- [Stored data entries]
>> begin

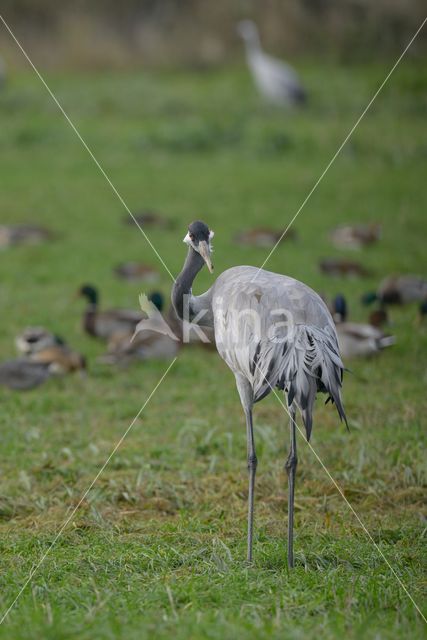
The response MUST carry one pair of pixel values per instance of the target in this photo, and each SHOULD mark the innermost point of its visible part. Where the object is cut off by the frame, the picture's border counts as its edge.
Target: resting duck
(355, 237)
(263, 237)
(35, 339)
(357, 339)
(154, 337)
(22, 234)
(399, 290)
(148, 218)
(39, 345)
(45, 355)
(103, 324)
(136, 271)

>> end

Repeat the records above verbatim, with no pictures in the result.

- [Response to this exercise]
The response MUST carry one pair of pixel values per instance of the target in this photo, and each SHOULD mark the innermost point of its visible part. Where the object is cut off by the frame, the picture's border counts as its edge.
Target: resting duck
(355, 237)
(263, 237)
(35, 339)
(357, 339)
(154, 337)
(22, 234)
(399, 290)
(148, 218)
(39, 345)
(45, 355)
(103, 324)
(136, 271)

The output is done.